**Tugas dan Latihan:**
1. Teks tentang kearifan dan kezuhudan menyebut beberapa hal yang makna tersiratnya dapat dipandang oleh orang ‘Arif. Sebutkan semua hal tersebut.
2. Teruskan teks tentang kearifan dan kezuhudan, dimulai setelah kalimat terakhirnya.

**Potongan Dokumen:**
• • • • • • •

Senin, 14 September 2009

Ketika Kearifan dan Kezuhudan Menyatu

Ketika kearifan dan kezuhudan menyatu dalam diri seseorang, maka langkah-langkah kemajuan spiritualnya telah mencapai tahap-tahap ideal. Dengan kearifannya ia akan selalu memuji Allah Swt sebagai refleksi rasa sykurnya atas nikmat Allah yang tak terhingga yang dianugerahkan kepadanya. Dengan pujian yang tak henti-hentinya itu pula ia dimungkin dapat meraih kepuasaan Allah Swt terhadap dirinya. Dengan kezuhudannya ia akan selalu berusaha membersihkan dirinya dari segala noda yang dapat mengalingi dirinya memperoleh kecintaan-Nya dan karenanya ia dimungkinkan meraih puncak keberagaanya, yaitu keshalihan.

Akhirnya, kearifan dan kezuhudan akan menenteramkan jiwa sang diri. Sedangkan ketenteraman jiwa adalah syarat untuk memperoleh panggilan-Nya. “Hai jiwa yang tenang. Kembalilah kepada Tuhanmu dengan hati yang puas lagi diridhai-Nya.. Maka masuklah ke dalam jama'ah hamba-hamba-Ku,. masuklah ke dalam syurga-Ku.” (QS al-Fajr 89: 27-30)

Kemajuan spiritual adalah bekal utama setiap individu dalam pengembaraannya yang panjang dan melelahkan. Kearifan dan kezuhudan merupakan sebagian tanda kemajuan spiritual seseorang. Dengan kemajuan itu ia dimungkinkan dapat tegar menghadapi berbagai deraan yang menghantam di perjalanannya. Ketegaran itu pula yang membuatnya tidak mengalami kelelahan jiwa yang menyebabkan dirinya bisa tercampak dari kemuliaannya.

Bagi orang yang menekuni jalan spiritual, istilah 'Arif dan Zahid tidak asing di telinganya. Dua istilah yang populer di kalangan ahli ibadah ini mengacu pada tingkat kemajuan spiritual seseorang.

Orang ‘Arif adalah orang yang dapat memandang apa yang tersirat pada sesuatu kejadian, peristiwa, keadaan, atau masalah. Dalam istilah sufi orang yang tergolong 'Arif adalah orang yang telah mengenali dirinya dan Tuhannya dengan pengenalan yang baik.

Pengenalan pada dirinya itu tidak berhenti hanya pada tingkatan psikologis melainkan juga pada penghalang-penghalangnya yang menutupi pengetahuannya terhadap eksistensi Tuhan.

• • • • • • •

**Data yang Diberikan:**
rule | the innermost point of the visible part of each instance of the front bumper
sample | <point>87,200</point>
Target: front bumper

• • • • • • •

**Jawaban yang Diharapkan:**
1. Kejadian, peristiwa, keadaan, dan masalah.

2.
Oleh sebab itu orang 'Arif, dengan melalui disiplin asketik (al-mujahadah), selain mengenali dirinya sebagai hamba Allah, dengan segala kelemahan yang ada padanya, juga mampu membuka selubung kosmik yang menghalangi cahaya surga untuk menyinari jiwa dan kehidupannya. Orang yang selalu bermujahdah akan dapat terbebas dari setiap selubung yang menghalangi karunia ridha Allah dan cahaya-Nya yang terang benderang.

Orang ‘Arif lebih berkonsentrasi memuji Allah Swt demi meraaih ridha-Nya. Sedangkan esensi memuji Allah adalah sebuah pengakuan bahwa segala bentuk pujian hanyalah milik Allah. Dia adalah Pemilik segala sifat yang pantas mendapat pujian.

Pada hakikatnya, dengan memuji Allah Swt seseorang, secara spiritual, sedang berusaha melebur egosentrisitas dirinya dan mengikis habis kesombongan sang diri. Dengan ketulusan memuji Allah berarti seseorang telah menyadari sepenuhnya akan kepemilikan-Nya atas segala sesuatu, termasuk dirinya sendiri.

Pengucapan pujian kepada Allah yang disertai dengan pemahaman dan keyakinan yang bertahta di hati, akan membuka ruang kesadaran baru. Yaitu kesadaran bahwa dirinya sebagai makhluk Allah yang lemah, tidak memiliki kuasa apa pun dan terhadap siapa pun.

Kesadaran seperti inilah yang membuat seseorang menjadi dewasa secara ruhiah dan arif dalam memahami dan memaknai setiap peristiwa. Ia akan menjadi lebih rendah hati (tawadlu’), puas dengan hasil yang diperoleh, walaupun secara kuantitas sedikit, dan tidak menderita keluh kesah. Di sisi lain, akan lahir energi baru untuk bekerja optimal, mengerahkan segenap kemampuan untuk meraih prestasi tertinggi.

Pujian kepada Allah adalah refleksi penghambaan diri secara mutlak dan ketundukan seorang hamba kepada-Nya. Selain itu ia juga merupakan implementasi rasa syukur seorang hamba kepada Tuhannya. Oleh karena itu pujian kepada Allah tidak hanya sebagai kewajiban kemanusiaan tetapi juga menunjukkaan kualitas kesadaran tentang keharusan bersyukur seseorang terhadap segala nikmat yang dikaruniakan Allah kepadanya. Dengan begitu ia akan memuji Allah dalam segala ruang dan waktu.

“Segala puji bagi Allah yang memelihara apa yang ada di langit dan apa yang ada di bumi, dan bagi-Nya (pula) sega puji di akhirat. Dialah yang Maha Bijaksana lagi Maha Mengetahui. (QS Saba’ 34: 1).

Sementara itu Zahid (orang zuhud) adalah orang yang semata-mata taat kepada Allah dan tidak terbersit untuk menumpahkan ketaatan kepada selain-Nya. Menurut ulama salaf, zuhud ialah menanggalkan segala bentuk kecintaan dan ketergantungan kepada sesuatu untuk mencintai dan bergantung hanya kepada Allah Swt.

Inti zuhud adalah tidak terpengaruh atau tidak bergantungnya hati kepada berbagai hal yang berkaitan dengan kenikmatan dan atribut duniawi.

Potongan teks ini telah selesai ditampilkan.